> _Ausgangstext_:
▶
TTIP-freie Zone Frankfurt

Die Stadtverordnetenversammlung möge beschließen:

  1. Die Stadt Frankfurt unterzeichnet die „Barcelona-Erklärung“ vom 21. April 2016.
  2. Die Stadt Frankfurt setzt sich auf allen politischen Ebenen dafür ein, dass das Europäische Parlament und die nationalen Parlamente CETA nicht ratifizieren und die Verhandlungen über die Abkommen TTIP und TISA gestoppt werden.
  3. Der Magistrat der Stadt Frankfurt am Main wird aufgefordert, sich dem Netzwerk, das in Barcelona gegründet wurde, anzuschließen und entsprechende Aktivitäten zu unterstützen.
◀
> _Aufgabe A_: Übersetze diesen Satz aus dem Antrag zur TTIP-freien Zone Frankfurt ins Englische: »Die Stadt Frankfurt unterzeichnet die „Barcelona-Erklärung“ vom 21. April 2016.«
> _Aufgabe B_: Wer soll laut dem Antrag zur TTIP-freien Zone Frankfurt dem in Barcelona gegründeten Netzwerk beitreten?
> _Aufgabe C_: Führe den Antrag zur TTIP-freien Zone Frankfurt im Anschluss an Punkt 3 fort.

> _Vorliegende Daten_:
▶
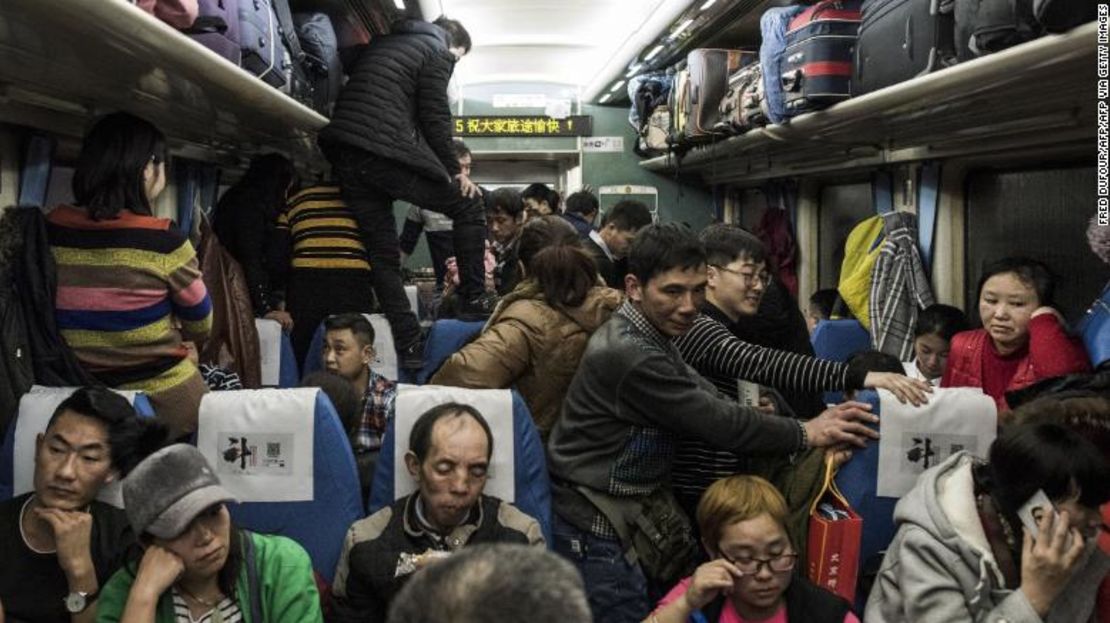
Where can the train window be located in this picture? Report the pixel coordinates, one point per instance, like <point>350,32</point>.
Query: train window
<point>841,207</point>
<point>1039,213</point>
◀
> _Ergebnis A_: The City of Frankfurt signs the "Barcelona Declaration" of April 21, 2016.

> _Ergebnis B_: Der Magistrat der Stadt Frankfurt am Main.

> _Ergebnis C_:
Begründung

In der katalanischen Metropole Barcelona haben am 21. April 2016 Bürgermeister und Stadträte von insgesamt 40 Kommunen – darunter sind Köln, Wien und Birmingham – aus über neun europäischen Ländern die „Barcelona-Erklärung“ verabschiedet. Gleichzeitig gründeten sie ein paneuropäisches Netzwerk TTIP-freier Kommunen. In der gemeinsamen Erklärung wird darauf hingewiesen, dass diese Verträge intransparent ausgehandelt werden und damit nicht demokratische und partizipative Standards erfüllen. Diese Standards dürften nicht Handelsgeheimnissen geopfert werden. Diese Verträge sind kein Gewinn für die Gesellschaft.

Europa muss soziale und ökologische Rechte, ebenso wie Rechte von Arbeitnehmerinnen und Arbeitnehmern stärken und nicht den Freihandel ausweiten. Gefordert wird deshalb in der „Barcelona-Erklärung“, die Verhandlungen über TTIP und TISA auszusetzen.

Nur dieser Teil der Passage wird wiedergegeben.